◆ **DOCUMENT PASSAGE**:
☆ ☆ ☆ ☆ ☆ ☆ ☆

Some stakeholders may call for more guidance, including mission-oriented research, to better understand SRM.
I will address one other concern here, as it is so often cited: the idea that SRM research could create a ‘slippery slope’ towards deployment. This does need to be addressed. For some, the idea that research makes deployment more likely is a reason in itself to oppose research.
However, others question this contention, citing a lack of evidence. And a slope can go both ways. In fact, some suggest there is an uphill struggle to learn more about and discuss SRM, and that given the state of the climate emergency, the greater risk may lie in not expanding knowledge about SRM.
Catalysing SRM governance in international processes
C2G approaches the governance of SRM in its entirety, and with that approach in mind we have and will continue to catalyse several international processes which engage a wide range of stakeholders, including in the UNEA and in various regional fora, to further that discussion.
Notably, in 2019, Switzerland brought a resolution to the 4th session of the UNEA to commission a study by the UN Environment Programme (UNEP) of climate-altering approaches.

☆ ☆ ☆ ☆ ☆ ☆ ☆

◆ **DATA SECTION**:
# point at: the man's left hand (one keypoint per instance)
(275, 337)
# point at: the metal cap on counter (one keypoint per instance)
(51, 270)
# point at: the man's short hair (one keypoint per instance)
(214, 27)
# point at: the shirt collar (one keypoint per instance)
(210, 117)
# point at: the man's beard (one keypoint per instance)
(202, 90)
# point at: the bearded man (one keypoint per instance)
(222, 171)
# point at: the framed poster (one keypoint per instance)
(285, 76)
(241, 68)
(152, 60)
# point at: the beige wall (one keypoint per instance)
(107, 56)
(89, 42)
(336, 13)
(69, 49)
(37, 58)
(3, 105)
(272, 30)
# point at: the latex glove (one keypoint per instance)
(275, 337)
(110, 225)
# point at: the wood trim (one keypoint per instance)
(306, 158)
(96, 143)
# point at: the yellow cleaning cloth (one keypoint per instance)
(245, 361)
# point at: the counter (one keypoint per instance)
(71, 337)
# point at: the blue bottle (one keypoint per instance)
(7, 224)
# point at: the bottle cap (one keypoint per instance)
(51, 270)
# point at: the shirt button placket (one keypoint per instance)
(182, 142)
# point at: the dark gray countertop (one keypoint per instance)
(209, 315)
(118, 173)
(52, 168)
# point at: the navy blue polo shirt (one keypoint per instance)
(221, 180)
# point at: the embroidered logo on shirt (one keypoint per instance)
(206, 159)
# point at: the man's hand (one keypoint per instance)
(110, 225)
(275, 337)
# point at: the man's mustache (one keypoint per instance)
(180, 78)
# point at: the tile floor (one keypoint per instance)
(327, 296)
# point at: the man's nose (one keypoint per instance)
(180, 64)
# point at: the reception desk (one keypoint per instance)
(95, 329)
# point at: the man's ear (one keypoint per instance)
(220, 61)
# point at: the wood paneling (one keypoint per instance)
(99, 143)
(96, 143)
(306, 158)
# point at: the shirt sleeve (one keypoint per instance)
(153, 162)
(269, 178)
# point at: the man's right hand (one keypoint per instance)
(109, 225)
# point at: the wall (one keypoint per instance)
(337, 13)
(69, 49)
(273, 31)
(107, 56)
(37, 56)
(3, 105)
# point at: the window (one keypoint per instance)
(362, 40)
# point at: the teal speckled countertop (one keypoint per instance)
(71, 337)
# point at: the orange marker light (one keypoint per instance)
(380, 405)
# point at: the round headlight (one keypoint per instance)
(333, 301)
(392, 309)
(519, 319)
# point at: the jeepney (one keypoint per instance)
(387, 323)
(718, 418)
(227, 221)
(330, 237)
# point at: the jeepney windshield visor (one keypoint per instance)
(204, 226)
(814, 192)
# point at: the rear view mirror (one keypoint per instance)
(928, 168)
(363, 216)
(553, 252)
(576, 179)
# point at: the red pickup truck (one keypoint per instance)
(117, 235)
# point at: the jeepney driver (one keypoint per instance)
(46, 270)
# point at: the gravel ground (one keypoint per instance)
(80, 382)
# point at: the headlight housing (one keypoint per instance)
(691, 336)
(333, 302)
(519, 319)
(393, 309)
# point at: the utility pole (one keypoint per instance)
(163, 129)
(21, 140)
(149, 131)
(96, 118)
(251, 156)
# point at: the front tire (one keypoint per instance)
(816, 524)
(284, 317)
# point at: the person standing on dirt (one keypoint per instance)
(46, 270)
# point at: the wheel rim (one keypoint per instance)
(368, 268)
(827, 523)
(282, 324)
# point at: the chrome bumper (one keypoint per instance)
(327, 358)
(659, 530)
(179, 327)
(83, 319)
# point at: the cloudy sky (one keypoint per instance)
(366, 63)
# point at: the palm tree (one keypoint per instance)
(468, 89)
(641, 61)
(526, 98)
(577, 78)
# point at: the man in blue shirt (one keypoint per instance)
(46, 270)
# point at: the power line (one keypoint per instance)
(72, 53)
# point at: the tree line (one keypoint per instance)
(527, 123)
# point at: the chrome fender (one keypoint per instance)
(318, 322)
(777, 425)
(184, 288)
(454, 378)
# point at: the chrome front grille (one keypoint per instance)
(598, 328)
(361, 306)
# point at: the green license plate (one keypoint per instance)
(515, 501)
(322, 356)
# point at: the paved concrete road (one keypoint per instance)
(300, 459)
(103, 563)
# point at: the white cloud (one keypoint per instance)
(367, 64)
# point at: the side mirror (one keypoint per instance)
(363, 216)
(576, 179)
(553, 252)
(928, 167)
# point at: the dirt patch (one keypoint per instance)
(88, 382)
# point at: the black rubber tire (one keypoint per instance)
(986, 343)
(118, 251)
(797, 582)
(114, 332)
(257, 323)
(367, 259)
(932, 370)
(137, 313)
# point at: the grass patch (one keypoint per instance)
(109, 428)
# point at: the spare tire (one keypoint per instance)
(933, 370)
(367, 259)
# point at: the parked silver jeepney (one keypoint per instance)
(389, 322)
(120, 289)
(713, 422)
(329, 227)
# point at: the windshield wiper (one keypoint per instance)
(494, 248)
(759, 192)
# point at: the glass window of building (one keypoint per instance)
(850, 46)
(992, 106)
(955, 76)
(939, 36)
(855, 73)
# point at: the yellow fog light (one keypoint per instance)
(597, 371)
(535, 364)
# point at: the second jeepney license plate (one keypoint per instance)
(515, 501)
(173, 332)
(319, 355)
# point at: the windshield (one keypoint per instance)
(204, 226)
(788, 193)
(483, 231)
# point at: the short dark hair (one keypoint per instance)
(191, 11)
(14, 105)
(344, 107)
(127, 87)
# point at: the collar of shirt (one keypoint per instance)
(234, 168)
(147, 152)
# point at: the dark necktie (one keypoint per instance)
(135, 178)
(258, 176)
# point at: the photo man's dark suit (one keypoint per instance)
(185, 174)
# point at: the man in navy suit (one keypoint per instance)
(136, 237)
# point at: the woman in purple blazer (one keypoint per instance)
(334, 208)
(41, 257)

☆ ☆ ☆ ☆ ☆ ☆ ☆

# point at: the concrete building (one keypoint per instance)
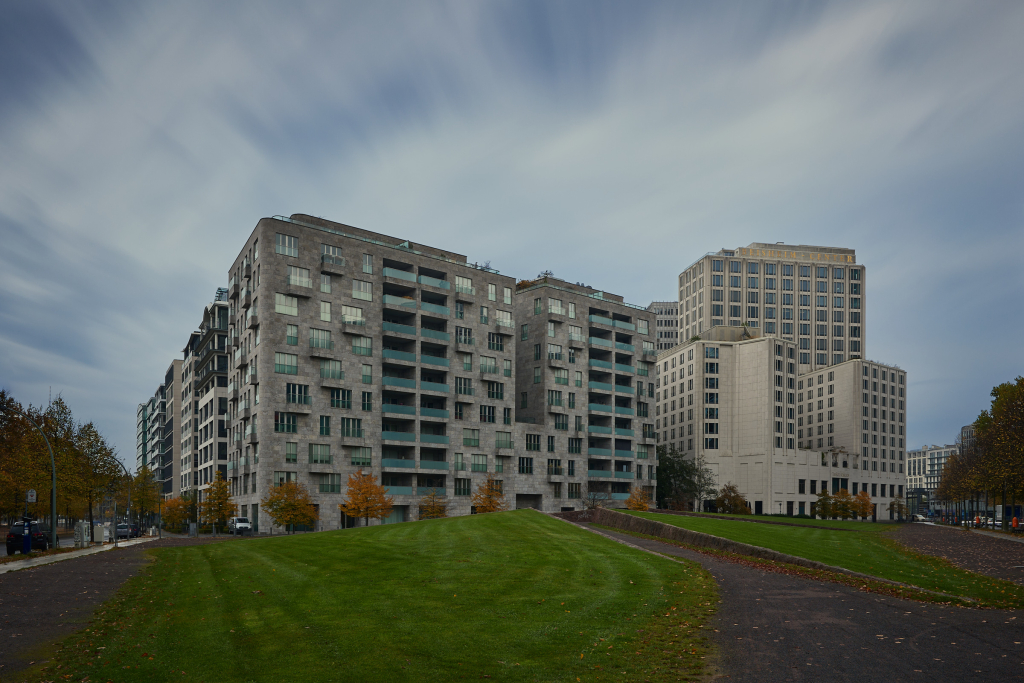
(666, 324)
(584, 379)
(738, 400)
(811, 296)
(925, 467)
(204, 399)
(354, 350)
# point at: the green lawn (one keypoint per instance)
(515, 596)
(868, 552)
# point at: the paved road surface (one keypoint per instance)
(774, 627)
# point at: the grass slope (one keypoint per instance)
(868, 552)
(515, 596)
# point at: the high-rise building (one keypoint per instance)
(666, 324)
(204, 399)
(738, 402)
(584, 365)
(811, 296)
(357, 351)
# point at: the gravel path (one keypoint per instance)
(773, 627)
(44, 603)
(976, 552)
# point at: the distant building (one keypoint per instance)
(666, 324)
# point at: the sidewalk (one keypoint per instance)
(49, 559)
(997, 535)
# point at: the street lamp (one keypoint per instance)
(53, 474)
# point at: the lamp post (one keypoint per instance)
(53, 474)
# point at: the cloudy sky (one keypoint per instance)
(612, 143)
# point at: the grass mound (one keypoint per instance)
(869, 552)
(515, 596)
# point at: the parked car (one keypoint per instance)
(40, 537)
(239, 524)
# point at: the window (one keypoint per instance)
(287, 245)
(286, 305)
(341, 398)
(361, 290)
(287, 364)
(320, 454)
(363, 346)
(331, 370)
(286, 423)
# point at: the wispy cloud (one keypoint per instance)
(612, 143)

☆ ☆ ☆ ☆ ☆ ☆ ☆

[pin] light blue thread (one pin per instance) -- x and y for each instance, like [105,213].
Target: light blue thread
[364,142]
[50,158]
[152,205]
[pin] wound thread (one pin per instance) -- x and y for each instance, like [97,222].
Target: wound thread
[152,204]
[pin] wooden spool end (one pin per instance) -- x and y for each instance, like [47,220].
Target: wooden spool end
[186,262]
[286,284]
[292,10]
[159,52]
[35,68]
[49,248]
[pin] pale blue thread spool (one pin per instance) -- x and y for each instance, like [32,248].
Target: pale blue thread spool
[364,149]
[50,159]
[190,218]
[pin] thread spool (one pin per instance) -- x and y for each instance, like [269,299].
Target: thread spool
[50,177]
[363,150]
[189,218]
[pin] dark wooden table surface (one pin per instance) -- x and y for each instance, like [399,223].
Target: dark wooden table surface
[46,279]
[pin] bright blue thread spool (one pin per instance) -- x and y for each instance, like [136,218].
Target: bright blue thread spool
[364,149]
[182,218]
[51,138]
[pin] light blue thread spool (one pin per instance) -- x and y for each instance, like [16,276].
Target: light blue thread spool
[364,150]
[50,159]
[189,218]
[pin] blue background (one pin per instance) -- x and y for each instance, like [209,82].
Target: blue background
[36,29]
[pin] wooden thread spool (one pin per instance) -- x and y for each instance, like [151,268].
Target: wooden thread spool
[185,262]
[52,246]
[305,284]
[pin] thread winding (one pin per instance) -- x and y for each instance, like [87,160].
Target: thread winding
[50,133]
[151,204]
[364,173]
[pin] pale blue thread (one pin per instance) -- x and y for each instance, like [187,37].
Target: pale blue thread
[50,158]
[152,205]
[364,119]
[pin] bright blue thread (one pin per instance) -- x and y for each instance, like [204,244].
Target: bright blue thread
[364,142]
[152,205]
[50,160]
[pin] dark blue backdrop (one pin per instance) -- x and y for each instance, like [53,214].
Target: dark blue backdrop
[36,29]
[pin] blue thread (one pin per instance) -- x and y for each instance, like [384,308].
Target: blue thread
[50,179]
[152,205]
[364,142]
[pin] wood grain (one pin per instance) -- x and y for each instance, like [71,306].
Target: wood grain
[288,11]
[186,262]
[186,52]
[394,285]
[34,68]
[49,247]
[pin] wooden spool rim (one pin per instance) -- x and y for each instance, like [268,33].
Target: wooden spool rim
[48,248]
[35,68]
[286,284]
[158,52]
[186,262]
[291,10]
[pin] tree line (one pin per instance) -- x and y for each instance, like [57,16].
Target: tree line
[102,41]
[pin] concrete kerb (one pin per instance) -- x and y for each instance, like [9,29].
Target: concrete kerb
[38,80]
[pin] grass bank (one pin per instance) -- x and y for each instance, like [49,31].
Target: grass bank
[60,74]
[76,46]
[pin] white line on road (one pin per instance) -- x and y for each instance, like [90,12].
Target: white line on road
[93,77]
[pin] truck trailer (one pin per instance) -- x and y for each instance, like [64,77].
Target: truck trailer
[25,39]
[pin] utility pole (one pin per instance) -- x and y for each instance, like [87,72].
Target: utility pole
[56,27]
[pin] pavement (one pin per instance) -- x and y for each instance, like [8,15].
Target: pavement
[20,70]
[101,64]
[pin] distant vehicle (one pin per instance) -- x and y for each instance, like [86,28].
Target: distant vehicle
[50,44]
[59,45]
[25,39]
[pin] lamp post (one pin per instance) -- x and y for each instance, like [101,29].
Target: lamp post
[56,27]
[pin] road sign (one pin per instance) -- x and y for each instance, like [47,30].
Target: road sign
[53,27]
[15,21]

☆ ☆ ☆ ☆ ☆ ☆ ☆

◆ **PROBLEMS TO WORK ON**:
1) Return the part of the passage on SRM research and governance starting with "Some stakeholders may" and going on through "knowledge about SRM.".
2) Continue the passage on SRM research and governance from where it stops.

◆ **EXERCISE ANSWERS**:
1)
Some stakeholders may call for more guidance, including mission-oriented research, to better understand SRM.
I will address one other concern here, as it is so often cited: the idea that SRM research could create a ‘slippery slope’ towards deployment. This does need to be addressed. For some, the idea that research makes deployment more likely is a reason in itself to oppose research.
However, others question this contention, citing a lack of evidence. And a slope can go both ways. In fact, some suggest there is an uphill struggle to learn more about and discuss SRM, and that given the state of the climate emergency, the greater risk may lie in not expanding knowledge about SRM.

2)
Many supported, some opposed, some didn’t know enough, and the resolution was withdrawn due to lack of consensus. The good news, however, was that the conversation led to considerable intra- and intergovernmental consultations of the issues by many countries, and there are efforts underway to broach the subject again at the resumed 5th session of UNEA in 2022.
A UN-supported study of the risks, benefits and governance challenges of climate-altering techniques, including of SRM, would considerably improve the knowledge base of these approaches, and thereby contribute to levelling the currently very uneven playing field of information access between the Global North and the Global South.
Looking ahead, one of C2G’s main goals is to catalyse an initial consideration by the UN General Assembly of how to address SRM at the international level. While it will be up to governments to decide what the outcome of such an initial consideration might be, based on C2G’s consultations so far, the main need seems to be learning and increased understanding of the risks, benefits, and of the governance challenges of these emerging climate-altering approaches.
C2G will undertake bilateral consultations with a range of countries to test what seems to be a growing interest in engaging in such conversations, and to explore the kind of framings within which SRM might best be considered.
We also recognize that many different international processes have different roles in SRM governance due to their different mandates. Does SRM require a comprehensive framework bringing this together, a polycentric patchwork of instruments and measures, or even a new institution, or a mixture of these options?
C2G does not have the answer to these questions, nor should we – and there is much yet to learn before conclusions are drawn.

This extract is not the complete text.